_Exercise requirements:_
Return only the lines of the listing below that run from the line with "the woman in" through the line with "of the raised", both ends included, exactly as written.

_Source information:_
------------------------------

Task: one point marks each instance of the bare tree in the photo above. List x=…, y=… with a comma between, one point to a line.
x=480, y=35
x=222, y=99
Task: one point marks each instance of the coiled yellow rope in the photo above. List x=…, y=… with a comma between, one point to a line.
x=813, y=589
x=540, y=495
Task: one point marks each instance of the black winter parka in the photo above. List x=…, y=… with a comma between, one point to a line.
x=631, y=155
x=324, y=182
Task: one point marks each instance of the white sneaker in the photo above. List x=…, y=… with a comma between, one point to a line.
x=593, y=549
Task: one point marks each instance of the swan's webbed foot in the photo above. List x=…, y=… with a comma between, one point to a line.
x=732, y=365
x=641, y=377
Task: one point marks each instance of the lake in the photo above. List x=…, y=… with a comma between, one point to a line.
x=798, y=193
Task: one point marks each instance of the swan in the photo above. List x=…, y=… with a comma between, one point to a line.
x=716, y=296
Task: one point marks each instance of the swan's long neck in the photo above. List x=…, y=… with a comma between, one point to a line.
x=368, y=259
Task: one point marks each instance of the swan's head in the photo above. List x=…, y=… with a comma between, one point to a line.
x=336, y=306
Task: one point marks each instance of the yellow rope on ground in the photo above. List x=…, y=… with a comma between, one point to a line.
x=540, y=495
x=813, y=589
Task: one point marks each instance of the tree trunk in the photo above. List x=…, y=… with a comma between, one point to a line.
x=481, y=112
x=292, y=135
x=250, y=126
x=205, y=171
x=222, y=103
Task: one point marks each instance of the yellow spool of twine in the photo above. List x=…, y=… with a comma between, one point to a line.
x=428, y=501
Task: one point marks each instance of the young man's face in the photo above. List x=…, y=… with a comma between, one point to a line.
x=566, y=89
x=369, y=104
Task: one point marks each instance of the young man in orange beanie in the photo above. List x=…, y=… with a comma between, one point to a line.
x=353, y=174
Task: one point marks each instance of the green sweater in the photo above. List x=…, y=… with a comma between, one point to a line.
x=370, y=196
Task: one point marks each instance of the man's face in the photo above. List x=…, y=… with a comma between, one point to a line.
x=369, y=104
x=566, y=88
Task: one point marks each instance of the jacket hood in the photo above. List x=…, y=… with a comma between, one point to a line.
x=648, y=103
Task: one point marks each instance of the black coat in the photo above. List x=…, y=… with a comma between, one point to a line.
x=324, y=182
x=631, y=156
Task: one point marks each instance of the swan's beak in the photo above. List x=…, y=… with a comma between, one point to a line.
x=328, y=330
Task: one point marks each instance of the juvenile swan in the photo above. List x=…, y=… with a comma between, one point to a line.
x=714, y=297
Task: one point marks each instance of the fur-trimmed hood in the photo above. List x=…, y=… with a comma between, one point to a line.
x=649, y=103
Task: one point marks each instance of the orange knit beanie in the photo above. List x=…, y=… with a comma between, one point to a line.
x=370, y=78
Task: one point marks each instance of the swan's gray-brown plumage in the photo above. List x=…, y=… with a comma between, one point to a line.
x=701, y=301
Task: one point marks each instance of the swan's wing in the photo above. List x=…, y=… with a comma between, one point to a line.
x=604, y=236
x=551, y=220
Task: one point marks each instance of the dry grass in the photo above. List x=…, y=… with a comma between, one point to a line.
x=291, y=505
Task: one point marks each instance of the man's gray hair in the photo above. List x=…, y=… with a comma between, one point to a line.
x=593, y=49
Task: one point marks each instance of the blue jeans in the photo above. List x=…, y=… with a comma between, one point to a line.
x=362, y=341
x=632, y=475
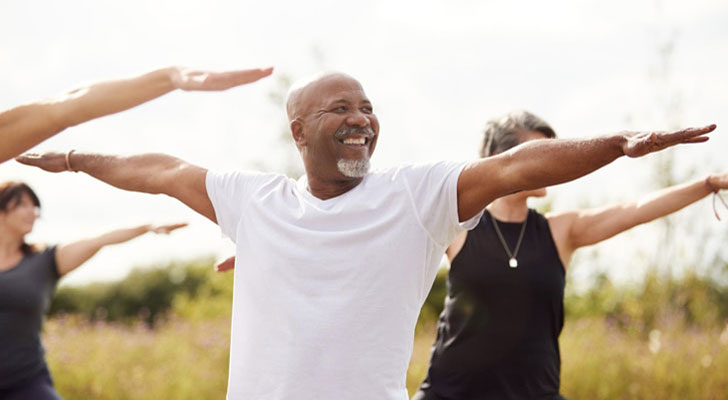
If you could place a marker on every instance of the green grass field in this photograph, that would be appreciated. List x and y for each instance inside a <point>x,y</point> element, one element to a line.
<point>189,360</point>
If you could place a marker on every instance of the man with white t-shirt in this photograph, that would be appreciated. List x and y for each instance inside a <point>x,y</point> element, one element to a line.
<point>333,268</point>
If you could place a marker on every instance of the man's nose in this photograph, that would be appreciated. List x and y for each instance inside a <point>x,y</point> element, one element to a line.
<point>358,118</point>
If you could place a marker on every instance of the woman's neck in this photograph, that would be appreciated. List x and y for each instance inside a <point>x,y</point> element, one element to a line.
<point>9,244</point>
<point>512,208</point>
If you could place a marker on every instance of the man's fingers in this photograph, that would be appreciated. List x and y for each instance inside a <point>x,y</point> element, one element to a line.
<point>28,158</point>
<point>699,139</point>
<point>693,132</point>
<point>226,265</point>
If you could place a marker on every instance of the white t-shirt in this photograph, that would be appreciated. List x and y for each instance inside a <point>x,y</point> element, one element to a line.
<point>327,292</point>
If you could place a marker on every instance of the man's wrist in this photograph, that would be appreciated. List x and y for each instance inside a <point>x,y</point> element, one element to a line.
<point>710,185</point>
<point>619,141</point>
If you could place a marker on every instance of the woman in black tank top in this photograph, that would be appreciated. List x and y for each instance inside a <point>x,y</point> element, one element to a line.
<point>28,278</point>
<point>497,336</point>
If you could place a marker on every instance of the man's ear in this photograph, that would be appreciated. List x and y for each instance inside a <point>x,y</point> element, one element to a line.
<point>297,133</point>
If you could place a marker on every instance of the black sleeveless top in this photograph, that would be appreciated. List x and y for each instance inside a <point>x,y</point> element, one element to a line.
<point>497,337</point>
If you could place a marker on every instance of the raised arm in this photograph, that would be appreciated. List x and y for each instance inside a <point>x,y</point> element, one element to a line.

------------------------------

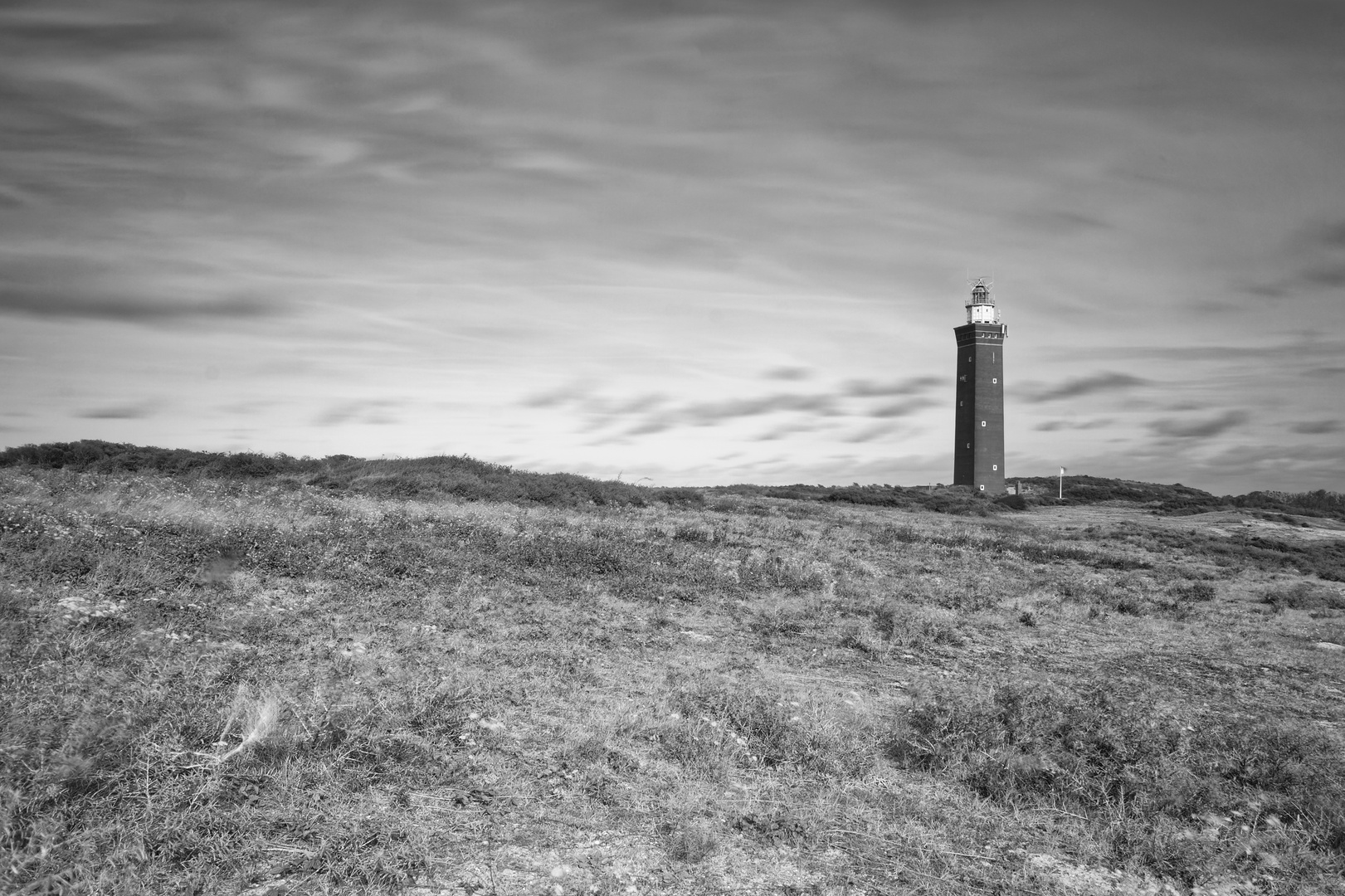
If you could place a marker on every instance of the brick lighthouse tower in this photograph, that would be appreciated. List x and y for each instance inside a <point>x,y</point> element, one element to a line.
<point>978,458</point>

------------------------------

_Answer section:_
If you could place a marker on every instance of the woman in black tank top in this photograph, that would be appreciated. List x and y for each instance inside a <point>x,y</point> element, one element to a line.
<point>28,278</point>
<point>497,336</point>
If you could place a marker on every instance of the man's ear in this photograph, that would be appreciated. List x and y for each instance inside a <point>x,y</point> element, one element to a line.
<point>297,133</point>
If you could place a marker on every instance of the black sleeveless top in this photograph, that would be appreciated. List x and y for each instance inside a <point>x,y</point> element, one element to a line.
<point>497,337</point>
If you could place a marker on every instance of the raised arm in this photograph, that would be appreciated. List x and y for each instance inside a <point>x,y</point> element, one element to a line.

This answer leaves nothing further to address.